:: EXERCISE ::
Give again the lines starting at the one containing "Target = person behind fence" and ending at the one containing "x=295 y=133", changing "headscarf" to "hijab" wherever it occurs and leaving everything else unchanged.

+---+

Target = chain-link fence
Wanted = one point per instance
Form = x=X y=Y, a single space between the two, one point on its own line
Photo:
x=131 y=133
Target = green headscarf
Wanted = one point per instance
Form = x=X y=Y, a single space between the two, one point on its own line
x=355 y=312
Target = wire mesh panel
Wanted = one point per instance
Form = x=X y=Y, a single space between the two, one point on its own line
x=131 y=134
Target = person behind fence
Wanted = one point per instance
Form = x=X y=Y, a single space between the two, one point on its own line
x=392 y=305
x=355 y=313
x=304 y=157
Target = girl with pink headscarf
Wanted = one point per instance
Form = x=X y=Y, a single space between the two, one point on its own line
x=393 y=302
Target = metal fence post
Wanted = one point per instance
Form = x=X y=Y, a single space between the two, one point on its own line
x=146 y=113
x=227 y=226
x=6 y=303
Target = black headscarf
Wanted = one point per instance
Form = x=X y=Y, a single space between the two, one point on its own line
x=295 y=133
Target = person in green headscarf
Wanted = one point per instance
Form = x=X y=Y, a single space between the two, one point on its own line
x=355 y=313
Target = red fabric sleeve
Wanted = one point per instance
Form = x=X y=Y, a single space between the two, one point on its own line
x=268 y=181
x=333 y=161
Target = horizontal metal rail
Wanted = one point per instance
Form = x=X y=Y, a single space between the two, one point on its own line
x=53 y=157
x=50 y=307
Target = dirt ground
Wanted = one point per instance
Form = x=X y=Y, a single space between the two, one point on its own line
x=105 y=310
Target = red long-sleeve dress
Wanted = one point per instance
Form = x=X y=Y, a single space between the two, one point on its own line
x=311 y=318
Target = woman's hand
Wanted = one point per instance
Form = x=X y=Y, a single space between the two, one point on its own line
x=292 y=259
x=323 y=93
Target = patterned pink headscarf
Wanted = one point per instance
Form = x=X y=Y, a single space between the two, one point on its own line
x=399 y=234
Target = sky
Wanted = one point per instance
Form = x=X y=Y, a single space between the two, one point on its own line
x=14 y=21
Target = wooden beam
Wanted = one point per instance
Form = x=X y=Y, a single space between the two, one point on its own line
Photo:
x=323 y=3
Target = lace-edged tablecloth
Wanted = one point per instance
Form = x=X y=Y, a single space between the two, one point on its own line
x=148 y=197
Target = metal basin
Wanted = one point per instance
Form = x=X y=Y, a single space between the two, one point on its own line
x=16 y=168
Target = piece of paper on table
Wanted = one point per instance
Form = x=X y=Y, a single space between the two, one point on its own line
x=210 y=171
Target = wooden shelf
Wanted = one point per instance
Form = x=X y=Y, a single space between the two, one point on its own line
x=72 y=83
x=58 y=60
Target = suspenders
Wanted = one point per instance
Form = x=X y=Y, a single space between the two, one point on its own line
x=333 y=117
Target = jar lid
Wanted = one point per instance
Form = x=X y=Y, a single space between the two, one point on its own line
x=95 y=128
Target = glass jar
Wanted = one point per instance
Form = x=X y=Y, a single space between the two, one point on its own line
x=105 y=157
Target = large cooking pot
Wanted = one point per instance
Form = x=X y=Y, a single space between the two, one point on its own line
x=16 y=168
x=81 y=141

+---+

:: TASK ANSWER ::
Target = person behind fence
Wanted = one point per instance
Form = x=X y=Y, a single space between the two, one point on its own line
x=392 y=305
x=355 y=313
x=304 y=157
Target = girl with pink hijab
Wanted = one point per instance
Form = x=X y=Y, a single space between the two, one point on its own line
x=393 y=302
Target = metal fence post
Wanted = one point per instance
Form = x=X y=Y, a single space between the two, one point on its own line
x=146 y=113
x=227 y=226
x=6 y=303
Target = black hijab
Wanted = one point per instance
Form = x=X y=Y, a single space between the two, one point on its own line
x=295 y=133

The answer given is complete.